* begin Supplied text *

I like Ted Cruz.  While some prefer Addison in that race (and Addison is a great guy), Ted Cruz is the only one still in capable of defeating Dewhurst. (In case you forgot or never new, Dewhurst is the stinking scum wad that killed the anti-TSA bill in the legislature last year)  Dewhurst has succeeded in getting every other major opponent to drop out of the senate race and pursue other ventures (I made the entire list in another post somewhere).  Ted Cruz couldn't be bought out, which lends support to his character.  He's a pro-freedom constitutionalist. 

As to his need for funds, he's behind dewhurst in the polls and he needs advertising pretty bad.  he's up against the Karl Rove machine.  So, if you can shoot him a few dollars, it would really help.

----------


## Tyler_Durden

Here's some debate on Cruz: 





> Ted Cruz's wife is a board member of Goldman Sachs...major bailout recipients. Do you really want to support, financially or politically, people who believe in corporate welfare & fraud as a way to enrich themselves at the taxpayer trough??
> 
> My vote at the moment is for Glen Addison but am also looking at Leila Pittinger.
> 
> I also have it from my friend John B, who is Ron Paul's Chief of Security, that Cruz told Ron Paul after Ron Paul endorsed him at the rally and in RP's emailers  that here wasn't going to return the endorsement.
> 
> STEER CLEAR OF TED CRUZ!!! He's worse than Rick Perry, Mitt Romney, Newt Gingrich & David Dewhurst combined!!!!  He has the worst traits of all those fellows, plus many that are exclusively his!!!
> 
> CRUZ NEEDS TO CRUZ BACK UNDER THE ROCK FROM WHICH HE OOZED!!


 





> ---------- Forwarded message ----------
> From: J>
> To: 
>  Cc: 
> Date: Thu, 10 May 2012 16:14:45 -0400
> Subject: Re: [republican-699] Fw: Ted Cruz Needs Your Help
> 
> It's really very simple.  There are two honest liberty candidates in the race, Ted Cruz and Glen Addison.  They are the real deal.  Everyone else in the race is an establishment politician a la Kay Bailey Hutchison or John Cornyn.
> 
> ...


 





> -----Original Message-----
>  From: @hotmail.com>
>  To: >
> 
> 
> 
> I don't either, but my gut tells me not to vote for Cruz. And I sure as heck NOT voting for Dewhurst.

----------


## Bern

He was endorsed by Ran Paul, the Republican Liberty Caucus (RLC) and the Gun Owners of America (GOA).  FreedomWorks is also pushing Cruz.

* end Supplied text *
* begin Data records *

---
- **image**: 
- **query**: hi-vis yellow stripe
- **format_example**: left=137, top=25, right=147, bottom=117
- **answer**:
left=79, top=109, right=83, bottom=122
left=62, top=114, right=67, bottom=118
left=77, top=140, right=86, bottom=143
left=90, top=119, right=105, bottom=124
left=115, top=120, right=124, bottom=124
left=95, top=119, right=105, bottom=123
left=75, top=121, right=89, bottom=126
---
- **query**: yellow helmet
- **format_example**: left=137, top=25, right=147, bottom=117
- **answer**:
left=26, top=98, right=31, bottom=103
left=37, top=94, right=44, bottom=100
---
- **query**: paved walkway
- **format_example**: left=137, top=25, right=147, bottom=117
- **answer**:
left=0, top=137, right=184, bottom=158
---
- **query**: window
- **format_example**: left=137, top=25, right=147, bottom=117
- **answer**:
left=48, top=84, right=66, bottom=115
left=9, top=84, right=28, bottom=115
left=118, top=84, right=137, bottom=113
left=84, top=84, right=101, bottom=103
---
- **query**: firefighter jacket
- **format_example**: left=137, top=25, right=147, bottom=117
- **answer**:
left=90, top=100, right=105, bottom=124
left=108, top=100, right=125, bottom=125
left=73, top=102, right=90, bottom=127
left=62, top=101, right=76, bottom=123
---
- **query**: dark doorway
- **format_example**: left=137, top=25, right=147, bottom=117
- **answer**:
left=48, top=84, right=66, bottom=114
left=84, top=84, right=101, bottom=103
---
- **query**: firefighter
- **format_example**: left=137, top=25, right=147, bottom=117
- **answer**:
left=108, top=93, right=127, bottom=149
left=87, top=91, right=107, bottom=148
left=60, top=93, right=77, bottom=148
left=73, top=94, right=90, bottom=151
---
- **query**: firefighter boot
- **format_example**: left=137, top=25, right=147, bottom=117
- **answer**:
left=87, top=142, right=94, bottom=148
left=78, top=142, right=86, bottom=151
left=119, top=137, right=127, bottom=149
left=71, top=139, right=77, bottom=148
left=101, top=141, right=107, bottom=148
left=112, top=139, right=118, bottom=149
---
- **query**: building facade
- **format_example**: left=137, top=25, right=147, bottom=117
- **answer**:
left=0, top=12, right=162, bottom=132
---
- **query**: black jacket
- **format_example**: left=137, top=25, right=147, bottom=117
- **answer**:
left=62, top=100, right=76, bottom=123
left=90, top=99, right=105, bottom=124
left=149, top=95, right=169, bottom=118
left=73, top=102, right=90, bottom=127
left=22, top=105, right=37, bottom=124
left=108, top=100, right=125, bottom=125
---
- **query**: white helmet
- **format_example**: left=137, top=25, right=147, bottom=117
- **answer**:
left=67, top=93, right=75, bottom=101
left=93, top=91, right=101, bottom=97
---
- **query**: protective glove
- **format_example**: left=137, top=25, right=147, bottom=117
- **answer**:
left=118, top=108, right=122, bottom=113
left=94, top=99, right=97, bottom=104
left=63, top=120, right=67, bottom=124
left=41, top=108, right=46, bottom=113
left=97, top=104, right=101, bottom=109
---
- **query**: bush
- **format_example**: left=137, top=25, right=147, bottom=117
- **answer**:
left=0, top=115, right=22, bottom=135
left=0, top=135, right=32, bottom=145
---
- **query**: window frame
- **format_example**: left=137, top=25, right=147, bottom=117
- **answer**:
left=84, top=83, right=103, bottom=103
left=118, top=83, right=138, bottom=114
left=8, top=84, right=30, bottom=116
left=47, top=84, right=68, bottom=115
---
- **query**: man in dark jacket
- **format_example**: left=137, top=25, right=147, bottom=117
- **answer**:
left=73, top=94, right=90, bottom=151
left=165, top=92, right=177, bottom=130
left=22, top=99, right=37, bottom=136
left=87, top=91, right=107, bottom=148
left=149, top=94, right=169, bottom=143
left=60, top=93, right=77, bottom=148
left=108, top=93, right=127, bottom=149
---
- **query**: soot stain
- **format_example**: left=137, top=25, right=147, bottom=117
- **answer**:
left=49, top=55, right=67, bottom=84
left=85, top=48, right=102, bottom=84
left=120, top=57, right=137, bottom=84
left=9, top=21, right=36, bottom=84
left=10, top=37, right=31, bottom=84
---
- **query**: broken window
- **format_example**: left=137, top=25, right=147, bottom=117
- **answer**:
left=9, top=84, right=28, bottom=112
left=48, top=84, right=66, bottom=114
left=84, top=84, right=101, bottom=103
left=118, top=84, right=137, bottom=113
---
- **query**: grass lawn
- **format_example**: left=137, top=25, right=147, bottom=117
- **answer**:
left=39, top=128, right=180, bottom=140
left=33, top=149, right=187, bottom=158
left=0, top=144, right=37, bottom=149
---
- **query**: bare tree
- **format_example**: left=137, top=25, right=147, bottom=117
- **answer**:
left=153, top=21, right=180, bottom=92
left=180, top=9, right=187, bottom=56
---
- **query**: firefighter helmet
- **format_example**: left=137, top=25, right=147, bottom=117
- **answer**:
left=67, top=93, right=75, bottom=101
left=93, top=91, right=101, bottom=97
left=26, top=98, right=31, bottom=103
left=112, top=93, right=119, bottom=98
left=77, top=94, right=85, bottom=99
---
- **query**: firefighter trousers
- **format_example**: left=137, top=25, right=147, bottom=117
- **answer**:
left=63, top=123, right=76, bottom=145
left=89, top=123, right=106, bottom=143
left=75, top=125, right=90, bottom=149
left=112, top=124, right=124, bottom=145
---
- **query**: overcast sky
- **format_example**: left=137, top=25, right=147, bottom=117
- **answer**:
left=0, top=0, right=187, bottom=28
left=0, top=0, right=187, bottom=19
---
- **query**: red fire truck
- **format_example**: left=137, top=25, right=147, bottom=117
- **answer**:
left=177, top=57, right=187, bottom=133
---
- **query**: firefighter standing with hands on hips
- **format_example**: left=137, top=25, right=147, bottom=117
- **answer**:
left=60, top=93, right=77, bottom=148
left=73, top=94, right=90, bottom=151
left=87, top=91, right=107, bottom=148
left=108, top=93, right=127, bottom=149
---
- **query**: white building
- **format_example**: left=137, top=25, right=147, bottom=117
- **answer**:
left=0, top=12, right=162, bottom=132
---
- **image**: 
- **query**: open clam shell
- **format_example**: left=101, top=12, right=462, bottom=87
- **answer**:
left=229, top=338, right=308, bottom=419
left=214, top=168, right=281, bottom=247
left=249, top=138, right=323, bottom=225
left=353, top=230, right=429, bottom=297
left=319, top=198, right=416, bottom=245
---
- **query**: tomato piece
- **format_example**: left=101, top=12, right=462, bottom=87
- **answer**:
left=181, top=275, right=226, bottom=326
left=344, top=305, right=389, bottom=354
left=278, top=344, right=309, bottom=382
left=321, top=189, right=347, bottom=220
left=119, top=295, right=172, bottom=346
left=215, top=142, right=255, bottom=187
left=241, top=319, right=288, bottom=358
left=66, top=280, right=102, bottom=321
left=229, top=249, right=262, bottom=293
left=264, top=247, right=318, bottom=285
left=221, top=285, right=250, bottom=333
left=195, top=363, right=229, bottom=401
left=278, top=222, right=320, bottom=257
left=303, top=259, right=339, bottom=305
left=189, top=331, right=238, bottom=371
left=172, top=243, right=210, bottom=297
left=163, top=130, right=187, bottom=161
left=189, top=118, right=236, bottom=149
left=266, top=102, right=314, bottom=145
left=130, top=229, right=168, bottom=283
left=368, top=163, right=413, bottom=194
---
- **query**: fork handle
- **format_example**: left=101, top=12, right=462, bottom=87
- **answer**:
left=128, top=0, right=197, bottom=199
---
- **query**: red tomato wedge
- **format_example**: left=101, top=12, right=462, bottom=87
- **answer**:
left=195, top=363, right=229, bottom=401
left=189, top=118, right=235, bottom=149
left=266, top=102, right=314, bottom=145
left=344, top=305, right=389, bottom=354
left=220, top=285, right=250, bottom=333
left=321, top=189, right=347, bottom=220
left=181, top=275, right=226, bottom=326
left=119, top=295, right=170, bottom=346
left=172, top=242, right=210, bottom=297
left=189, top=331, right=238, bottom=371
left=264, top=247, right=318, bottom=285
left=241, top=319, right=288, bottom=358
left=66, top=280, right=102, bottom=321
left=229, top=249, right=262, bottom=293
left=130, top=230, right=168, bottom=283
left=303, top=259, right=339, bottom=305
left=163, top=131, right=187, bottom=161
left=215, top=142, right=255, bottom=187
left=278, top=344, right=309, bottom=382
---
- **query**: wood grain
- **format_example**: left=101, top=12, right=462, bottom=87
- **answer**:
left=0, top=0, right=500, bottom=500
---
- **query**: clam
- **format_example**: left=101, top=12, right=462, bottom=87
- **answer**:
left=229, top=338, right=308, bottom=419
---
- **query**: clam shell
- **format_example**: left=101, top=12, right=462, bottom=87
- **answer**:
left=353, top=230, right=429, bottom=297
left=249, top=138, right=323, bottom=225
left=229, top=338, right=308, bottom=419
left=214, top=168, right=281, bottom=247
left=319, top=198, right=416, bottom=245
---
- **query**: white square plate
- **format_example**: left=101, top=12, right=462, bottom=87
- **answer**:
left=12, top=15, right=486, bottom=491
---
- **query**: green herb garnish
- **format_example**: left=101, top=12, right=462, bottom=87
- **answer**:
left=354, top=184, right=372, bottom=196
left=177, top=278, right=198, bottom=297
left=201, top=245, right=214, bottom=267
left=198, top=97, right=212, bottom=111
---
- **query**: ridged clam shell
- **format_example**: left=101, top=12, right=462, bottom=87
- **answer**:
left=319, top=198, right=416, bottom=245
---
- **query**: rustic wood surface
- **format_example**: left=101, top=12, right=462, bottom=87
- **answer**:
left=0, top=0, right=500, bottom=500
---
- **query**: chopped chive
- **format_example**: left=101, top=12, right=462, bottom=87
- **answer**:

* end Data records *

● **Problems and tasks**
A. In the forum thread about Ted Cruz, which bill does the first post say Dewhurst killed in the legislature?
B. Please continue the forum thread about Ted Cruz, starting right after its final post.

● **Answers per task**
A. The anti-TSA bill.

B.
I posted what little I knew about him here:  http://www.ronpaulforums.com/showthr...=1#post4051907

The last poll I saw for this race showed Dewhust with 38%, Cruz with 26% and everyone else with less.  If no one gets 50%, there will be a runoff with the top two vote getters (likely Dewhurst and Cruz).  I believe that Glenn Addison is a much "purer" Ron Paul candidate, but he lacks money and name recognition from what I see.  I will likely vote Addison on primary day and Cruz in the runoff if things play out as expected.  YMMV.

----------


## Bern

Tyler - Pretty sure those "Cruz supports evil Chinese" ads are paid for by the Dewhurst campaign.  I'd be very surprised if Glenn's campaign had the money to produce and air them.

----------


## kathy88

Ron endorsed him , but he would not return the favor. I'm not sure how I feel about that. Too bad no one asked Wead about it last night, I knew this issue was going to come up sooner or later...

----------


## Tyler_Durden

This email is from one of our Delegate Trainers and all-around Grassroots Leaders in Ft. Worth, TX. In fact, he's pretty tied in with the Ron Paul Campaign, FWIW: 






> Date: Thu, 10 May 2012 17:00:24 -0400
> From: 
> Reply-To: republican-699@meetup.com
> To: 
> Subject: Re: [republican-699] Fw: Ted Cruz Needs Your Help
> 
> Where is Ted Cruz on foreign policy? He doesn't talk about it that I see,
> because he's courting the Ron Paul vote on monetary policy and using Rand's
> endorsement. But if you dig some, you find things like this:
> ...

----------


## bluesc

Jack Hunter (known to be a "traditional conservative") just uploaded this profile of Cruz. I can't watch it yet.

----------


## VictorB

I don't trust the guy.  My vote will be for Glenn Addison.  I'm still shocked that the Pauls would endorse Cruz over Addison.  If I had to put money on it, I would assume they did it in order to get Cruz to endorse Ron in Texas.  Cruz has a lot of folks behind him.  He did not so I will not support the guy.  Met Addison at the Houston town hall for Ron Paul and he is a stand up guy.

Also, Addison has said that he will only serve 1 term as senator.  He is not looking to be a lifelong politician.  He truly wants to go to Washington and try to change something.

----------


## TXcarlosTX

Ted Cruz is a HACK!!!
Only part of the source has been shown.